Task to complete — Scan the records for the line containing "Target: horse's leg"; extract it and all later lines, verbatim, through the end, and nothing before it.

Material supplied —
- - - -

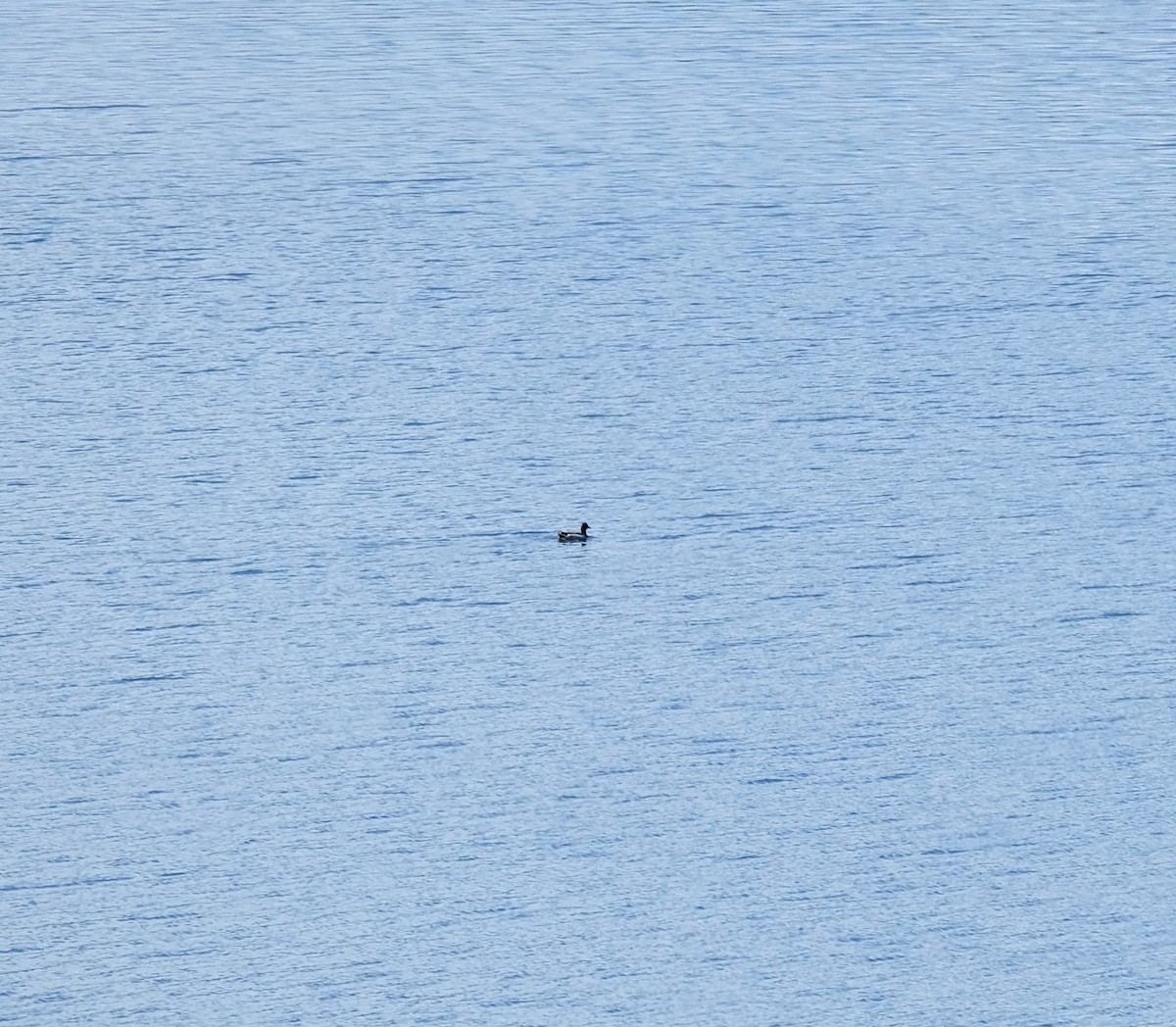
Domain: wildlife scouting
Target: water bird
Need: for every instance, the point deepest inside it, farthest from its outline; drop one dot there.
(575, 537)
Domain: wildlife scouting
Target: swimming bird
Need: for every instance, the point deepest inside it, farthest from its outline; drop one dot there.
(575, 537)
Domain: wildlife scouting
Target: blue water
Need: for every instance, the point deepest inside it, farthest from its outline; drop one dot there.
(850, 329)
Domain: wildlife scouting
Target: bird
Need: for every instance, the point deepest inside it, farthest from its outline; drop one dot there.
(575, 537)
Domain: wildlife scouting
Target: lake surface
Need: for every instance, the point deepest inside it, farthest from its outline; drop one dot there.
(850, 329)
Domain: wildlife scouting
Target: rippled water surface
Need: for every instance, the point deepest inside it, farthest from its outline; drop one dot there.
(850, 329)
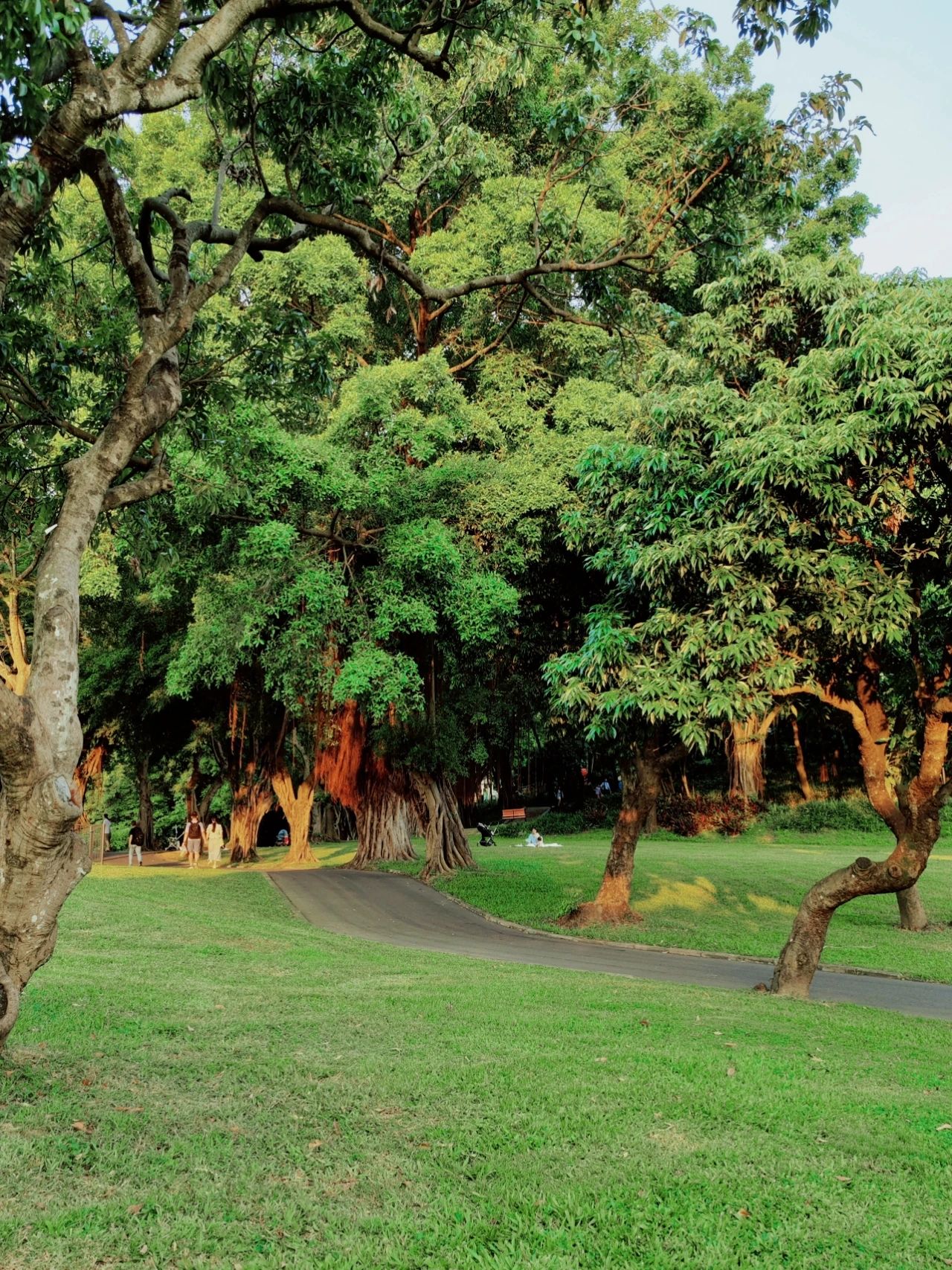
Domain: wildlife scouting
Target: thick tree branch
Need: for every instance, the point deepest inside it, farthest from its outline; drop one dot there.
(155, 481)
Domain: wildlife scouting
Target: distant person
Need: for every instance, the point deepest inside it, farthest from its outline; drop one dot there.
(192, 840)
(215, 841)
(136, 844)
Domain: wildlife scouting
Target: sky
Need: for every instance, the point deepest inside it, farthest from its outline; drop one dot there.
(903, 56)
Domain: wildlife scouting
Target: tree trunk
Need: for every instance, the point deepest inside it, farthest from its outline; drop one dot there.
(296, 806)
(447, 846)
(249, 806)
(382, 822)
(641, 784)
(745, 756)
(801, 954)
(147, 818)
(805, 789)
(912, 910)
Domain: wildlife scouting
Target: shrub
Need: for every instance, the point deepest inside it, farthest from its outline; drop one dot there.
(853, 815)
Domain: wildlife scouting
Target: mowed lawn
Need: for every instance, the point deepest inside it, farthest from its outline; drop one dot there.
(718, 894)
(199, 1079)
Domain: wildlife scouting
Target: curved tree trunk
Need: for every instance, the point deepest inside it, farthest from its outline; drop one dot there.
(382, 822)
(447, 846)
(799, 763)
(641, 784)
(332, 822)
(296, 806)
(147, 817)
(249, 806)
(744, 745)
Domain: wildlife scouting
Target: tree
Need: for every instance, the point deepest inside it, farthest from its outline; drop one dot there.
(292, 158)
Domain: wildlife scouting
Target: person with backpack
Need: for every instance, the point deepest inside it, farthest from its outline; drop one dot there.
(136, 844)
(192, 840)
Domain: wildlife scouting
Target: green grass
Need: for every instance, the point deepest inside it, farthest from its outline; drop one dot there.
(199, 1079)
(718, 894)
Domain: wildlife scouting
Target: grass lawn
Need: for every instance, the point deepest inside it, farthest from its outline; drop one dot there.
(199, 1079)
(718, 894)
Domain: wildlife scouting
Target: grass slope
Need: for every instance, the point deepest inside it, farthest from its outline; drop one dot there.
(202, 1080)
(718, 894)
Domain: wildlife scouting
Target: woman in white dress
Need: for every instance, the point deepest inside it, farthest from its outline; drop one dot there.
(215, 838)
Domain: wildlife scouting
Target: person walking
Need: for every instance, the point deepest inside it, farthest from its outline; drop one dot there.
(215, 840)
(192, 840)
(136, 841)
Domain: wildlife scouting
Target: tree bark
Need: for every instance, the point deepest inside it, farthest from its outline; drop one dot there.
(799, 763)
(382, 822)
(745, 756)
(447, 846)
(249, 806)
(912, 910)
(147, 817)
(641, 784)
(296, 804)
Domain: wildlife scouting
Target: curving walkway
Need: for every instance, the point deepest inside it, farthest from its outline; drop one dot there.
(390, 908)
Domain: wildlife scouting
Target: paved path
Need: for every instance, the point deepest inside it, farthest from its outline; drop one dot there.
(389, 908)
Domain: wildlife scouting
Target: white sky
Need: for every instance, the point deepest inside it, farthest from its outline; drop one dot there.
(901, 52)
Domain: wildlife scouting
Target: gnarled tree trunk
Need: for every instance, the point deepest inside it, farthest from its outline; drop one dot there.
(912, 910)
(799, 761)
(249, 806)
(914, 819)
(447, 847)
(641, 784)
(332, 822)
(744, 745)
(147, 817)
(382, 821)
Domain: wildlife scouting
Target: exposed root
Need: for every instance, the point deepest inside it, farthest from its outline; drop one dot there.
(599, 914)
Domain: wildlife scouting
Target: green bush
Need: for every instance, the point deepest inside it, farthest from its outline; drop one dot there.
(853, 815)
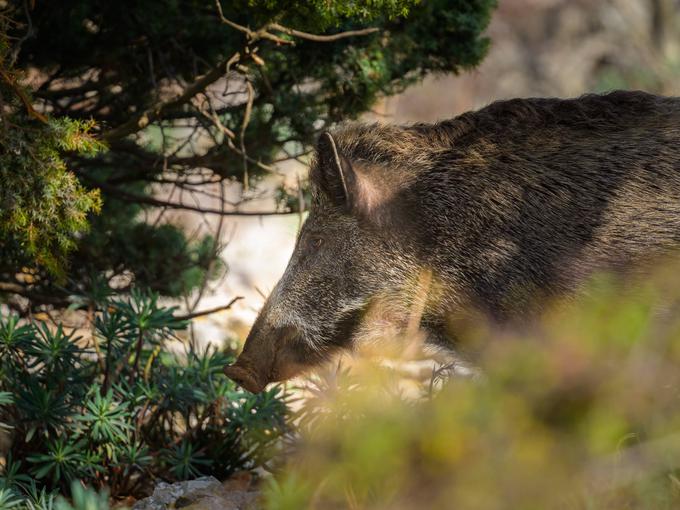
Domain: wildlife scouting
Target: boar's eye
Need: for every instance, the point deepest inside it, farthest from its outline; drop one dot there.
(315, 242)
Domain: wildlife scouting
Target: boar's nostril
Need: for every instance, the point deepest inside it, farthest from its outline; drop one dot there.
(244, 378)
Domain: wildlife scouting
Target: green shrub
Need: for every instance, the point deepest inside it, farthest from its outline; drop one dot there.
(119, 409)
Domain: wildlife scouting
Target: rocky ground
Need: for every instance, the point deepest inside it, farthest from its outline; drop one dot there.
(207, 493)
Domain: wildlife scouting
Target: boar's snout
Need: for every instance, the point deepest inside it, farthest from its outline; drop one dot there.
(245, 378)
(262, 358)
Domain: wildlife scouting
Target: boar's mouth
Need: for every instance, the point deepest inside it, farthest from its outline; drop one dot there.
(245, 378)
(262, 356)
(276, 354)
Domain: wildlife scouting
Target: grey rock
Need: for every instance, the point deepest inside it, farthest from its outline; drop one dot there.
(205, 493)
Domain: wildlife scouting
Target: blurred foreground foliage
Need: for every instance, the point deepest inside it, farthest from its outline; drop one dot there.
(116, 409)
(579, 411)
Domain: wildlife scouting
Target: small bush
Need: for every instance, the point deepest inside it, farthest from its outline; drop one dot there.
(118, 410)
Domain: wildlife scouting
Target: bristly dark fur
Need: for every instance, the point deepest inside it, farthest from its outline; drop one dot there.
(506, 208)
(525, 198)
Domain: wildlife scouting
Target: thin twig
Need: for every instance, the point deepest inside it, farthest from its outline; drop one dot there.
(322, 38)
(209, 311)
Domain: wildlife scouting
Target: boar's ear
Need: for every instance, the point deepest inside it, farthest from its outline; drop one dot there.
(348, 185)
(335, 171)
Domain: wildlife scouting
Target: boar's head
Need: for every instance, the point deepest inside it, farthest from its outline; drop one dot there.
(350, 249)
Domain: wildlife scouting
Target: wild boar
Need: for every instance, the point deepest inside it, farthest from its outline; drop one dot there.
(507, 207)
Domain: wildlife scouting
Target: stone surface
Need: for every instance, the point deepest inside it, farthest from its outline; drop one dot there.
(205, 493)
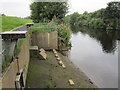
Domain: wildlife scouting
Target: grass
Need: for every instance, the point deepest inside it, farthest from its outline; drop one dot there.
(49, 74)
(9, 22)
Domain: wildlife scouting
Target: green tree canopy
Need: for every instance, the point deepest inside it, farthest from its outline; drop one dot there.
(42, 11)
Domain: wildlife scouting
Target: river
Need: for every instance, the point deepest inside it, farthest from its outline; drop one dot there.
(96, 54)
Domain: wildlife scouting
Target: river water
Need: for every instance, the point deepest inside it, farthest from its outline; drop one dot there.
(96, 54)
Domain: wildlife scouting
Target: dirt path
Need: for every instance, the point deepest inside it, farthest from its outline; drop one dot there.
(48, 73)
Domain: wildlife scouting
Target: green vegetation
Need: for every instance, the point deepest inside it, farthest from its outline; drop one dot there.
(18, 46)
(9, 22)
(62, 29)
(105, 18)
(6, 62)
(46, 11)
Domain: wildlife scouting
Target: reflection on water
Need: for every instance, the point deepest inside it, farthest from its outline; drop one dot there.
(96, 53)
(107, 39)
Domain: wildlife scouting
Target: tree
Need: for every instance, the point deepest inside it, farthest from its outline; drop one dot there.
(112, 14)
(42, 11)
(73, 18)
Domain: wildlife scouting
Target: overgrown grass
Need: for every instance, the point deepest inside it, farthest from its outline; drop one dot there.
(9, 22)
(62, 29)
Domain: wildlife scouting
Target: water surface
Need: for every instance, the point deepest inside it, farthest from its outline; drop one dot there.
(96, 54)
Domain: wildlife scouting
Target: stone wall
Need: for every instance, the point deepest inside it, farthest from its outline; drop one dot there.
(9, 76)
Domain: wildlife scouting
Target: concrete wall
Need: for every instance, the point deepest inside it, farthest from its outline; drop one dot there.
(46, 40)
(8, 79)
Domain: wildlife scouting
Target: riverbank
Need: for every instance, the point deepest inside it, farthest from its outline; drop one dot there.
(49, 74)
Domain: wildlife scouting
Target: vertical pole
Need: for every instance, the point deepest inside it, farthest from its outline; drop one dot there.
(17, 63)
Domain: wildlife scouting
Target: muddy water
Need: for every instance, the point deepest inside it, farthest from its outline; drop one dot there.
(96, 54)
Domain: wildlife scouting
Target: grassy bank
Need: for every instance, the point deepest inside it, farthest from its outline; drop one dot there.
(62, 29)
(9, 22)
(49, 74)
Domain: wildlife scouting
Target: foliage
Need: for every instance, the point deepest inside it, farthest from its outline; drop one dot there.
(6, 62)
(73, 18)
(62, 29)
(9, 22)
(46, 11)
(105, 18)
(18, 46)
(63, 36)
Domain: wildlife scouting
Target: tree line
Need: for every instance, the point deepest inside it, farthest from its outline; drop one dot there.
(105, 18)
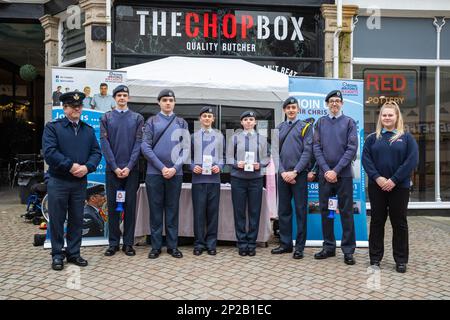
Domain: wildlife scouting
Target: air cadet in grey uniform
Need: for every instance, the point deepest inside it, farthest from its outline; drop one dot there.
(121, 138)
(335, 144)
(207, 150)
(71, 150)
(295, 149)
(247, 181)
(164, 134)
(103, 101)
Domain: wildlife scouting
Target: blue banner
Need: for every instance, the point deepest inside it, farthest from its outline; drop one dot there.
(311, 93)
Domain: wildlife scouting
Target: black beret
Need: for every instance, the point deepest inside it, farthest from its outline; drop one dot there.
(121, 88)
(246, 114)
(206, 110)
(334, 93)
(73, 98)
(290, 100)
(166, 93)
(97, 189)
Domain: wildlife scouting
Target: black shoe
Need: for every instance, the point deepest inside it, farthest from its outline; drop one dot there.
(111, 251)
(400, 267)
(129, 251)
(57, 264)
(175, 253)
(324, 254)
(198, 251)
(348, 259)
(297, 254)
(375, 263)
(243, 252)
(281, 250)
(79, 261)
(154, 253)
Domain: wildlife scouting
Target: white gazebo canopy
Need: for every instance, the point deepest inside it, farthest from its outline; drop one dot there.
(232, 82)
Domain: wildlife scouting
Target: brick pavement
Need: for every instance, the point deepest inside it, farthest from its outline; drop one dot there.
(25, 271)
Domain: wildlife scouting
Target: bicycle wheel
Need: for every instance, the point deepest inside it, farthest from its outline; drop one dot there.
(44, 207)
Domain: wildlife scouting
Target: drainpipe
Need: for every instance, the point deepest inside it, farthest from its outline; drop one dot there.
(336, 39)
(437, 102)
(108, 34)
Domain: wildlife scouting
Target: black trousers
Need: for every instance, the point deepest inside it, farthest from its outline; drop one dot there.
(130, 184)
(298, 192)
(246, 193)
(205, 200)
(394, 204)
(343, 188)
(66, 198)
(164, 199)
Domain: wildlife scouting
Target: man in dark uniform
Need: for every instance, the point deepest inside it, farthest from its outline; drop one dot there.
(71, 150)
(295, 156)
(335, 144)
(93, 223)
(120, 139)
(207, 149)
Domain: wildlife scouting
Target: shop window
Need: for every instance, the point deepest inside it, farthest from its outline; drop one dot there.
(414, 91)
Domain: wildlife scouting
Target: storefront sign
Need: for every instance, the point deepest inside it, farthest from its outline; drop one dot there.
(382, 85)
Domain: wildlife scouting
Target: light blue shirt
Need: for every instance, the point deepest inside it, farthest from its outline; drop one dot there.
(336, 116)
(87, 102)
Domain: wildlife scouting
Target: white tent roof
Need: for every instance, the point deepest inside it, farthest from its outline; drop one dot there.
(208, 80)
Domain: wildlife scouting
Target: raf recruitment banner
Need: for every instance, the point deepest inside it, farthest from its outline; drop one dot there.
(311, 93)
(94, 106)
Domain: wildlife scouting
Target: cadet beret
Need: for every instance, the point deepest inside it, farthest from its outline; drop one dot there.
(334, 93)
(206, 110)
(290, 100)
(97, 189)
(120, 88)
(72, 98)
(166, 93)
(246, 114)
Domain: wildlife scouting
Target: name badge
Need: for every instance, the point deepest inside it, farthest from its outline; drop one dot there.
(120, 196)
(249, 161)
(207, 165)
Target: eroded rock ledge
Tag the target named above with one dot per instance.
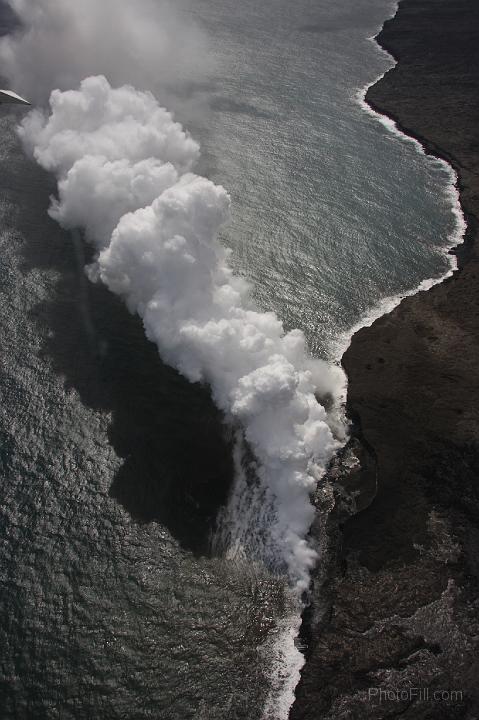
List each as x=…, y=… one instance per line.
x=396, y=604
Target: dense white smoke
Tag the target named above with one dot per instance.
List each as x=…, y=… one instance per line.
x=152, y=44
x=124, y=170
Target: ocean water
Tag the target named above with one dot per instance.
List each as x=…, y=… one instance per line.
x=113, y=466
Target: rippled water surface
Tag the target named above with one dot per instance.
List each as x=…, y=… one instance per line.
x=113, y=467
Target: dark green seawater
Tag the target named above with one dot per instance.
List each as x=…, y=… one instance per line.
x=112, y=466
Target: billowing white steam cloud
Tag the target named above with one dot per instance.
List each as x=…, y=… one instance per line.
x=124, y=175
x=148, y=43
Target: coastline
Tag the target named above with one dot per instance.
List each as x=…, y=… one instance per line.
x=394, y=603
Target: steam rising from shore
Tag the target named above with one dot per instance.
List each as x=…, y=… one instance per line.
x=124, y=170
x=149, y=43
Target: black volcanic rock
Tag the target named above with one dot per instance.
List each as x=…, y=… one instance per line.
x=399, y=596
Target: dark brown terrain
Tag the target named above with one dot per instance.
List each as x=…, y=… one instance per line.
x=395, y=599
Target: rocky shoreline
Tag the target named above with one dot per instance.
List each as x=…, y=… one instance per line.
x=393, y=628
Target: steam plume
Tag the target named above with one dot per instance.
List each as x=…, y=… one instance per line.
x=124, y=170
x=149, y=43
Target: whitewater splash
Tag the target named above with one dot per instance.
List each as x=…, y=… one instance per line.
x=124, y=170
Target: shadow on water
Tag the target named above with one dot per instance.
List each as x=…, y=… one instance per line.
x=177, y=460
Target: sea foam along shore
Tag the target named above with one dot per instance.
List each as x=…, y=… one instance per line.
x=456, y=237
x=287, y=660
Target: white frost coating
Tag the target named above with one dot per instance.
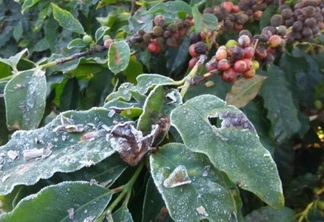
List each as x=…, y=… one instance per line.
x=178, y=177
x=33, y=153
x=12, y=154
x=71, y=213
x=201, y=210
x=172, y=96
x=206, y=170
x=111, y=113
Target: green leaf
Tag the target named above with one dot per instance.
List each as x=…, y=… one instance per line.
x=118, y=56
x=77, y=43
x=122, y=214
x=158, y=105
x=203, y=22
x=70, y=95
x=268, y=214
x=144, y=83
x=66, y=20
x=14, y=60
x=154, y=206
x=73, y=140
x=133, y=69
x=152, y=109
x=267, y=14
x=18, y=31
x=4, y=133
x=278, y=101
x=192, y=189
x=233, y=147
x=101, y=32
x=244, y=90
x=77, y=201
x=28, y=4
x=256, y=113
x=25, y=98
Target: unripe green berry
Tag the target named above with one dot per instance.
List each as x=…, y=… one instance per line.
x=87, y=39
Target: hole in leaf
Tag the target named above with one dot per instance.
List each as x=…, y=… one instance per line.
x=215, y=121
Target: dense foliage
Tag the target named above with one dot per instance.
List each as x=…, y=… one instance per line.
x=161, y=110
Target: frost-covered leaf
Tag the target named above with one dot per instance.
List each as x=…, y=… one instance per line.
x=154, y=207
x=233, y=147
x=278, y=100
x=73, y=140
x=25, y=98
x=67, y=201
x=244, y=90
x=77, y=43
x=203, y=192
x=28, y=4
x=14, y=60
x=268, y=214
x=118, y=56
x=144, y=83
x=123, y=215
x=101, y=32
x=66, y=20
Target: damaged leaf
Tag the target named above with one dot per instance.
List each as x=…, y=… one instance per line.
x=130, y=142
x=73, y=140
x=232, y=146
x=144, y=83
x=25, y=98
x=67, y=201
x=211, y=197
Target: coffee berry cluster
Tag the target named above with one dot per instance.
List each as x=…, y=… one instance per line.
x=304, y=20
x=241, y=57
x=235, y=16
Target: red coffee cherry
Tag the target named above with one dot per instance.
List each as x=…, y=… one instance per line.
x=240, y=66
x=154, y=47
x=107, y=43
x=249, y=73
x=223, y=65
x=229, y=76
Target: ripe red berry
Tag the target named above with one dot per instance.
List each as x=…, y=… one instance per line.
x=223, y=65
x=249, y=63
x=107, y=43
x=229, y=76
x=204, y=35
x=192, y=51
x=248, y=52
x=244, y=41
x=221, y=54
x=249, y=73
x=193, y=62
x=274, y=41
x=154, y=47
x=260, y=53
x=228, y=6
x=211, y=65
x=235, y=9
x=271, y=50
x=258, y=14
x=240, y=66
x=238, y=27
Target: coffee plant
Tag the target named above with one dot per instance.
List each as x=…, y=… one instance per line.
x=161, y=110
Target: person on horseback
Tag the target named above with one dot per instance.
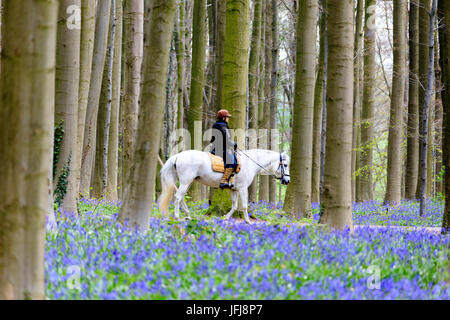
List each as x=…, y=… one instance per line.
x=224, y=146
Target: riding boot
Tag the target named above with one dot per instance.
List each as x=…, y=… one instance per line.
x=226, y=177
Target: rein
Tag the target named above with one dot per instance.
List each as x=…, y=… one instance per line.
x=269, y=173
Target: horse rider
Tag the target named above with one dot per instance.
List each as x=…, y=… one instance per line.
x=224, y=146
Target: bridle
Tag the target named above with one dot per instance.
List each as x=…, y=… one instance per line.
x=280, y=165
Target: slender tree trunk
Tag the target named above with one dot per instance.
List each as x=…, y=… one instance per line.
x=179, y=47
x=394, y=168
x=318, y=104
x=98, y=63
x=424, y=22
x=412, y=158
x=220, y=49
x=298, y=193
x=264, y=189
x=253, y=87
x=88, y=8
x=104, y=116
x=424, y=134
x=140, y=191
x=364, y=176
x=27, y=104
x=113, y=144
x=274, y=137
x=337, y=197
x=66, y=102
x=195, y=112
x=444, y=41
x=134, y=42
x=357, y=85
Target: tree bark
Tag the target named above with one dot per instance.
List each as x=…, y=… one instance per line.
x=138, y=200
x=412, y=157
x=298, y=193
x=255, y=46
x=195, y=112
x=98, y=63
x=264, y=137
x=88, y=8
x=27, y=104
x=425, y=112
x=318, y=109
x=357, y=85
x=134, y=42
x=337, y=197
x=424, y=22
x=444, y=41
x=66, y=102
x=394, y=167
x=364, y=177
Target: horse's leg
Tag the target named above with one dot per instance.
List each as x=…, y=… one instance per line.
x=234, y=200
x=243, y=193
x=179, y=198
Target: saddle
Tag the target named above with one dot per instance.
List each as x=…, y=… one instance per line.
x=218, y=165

- - - -

Written solution —
Target: horse's leg
Tag the target named above with one dot per instance.
List each as x=…, y=… one instance per line.
x=234, y=200
x=243, y=193
x=179, y=198
Target: saddle
Tag the target named above with one dot per instance.
List each as x=…, y=… one instance per line.
x=218, y=165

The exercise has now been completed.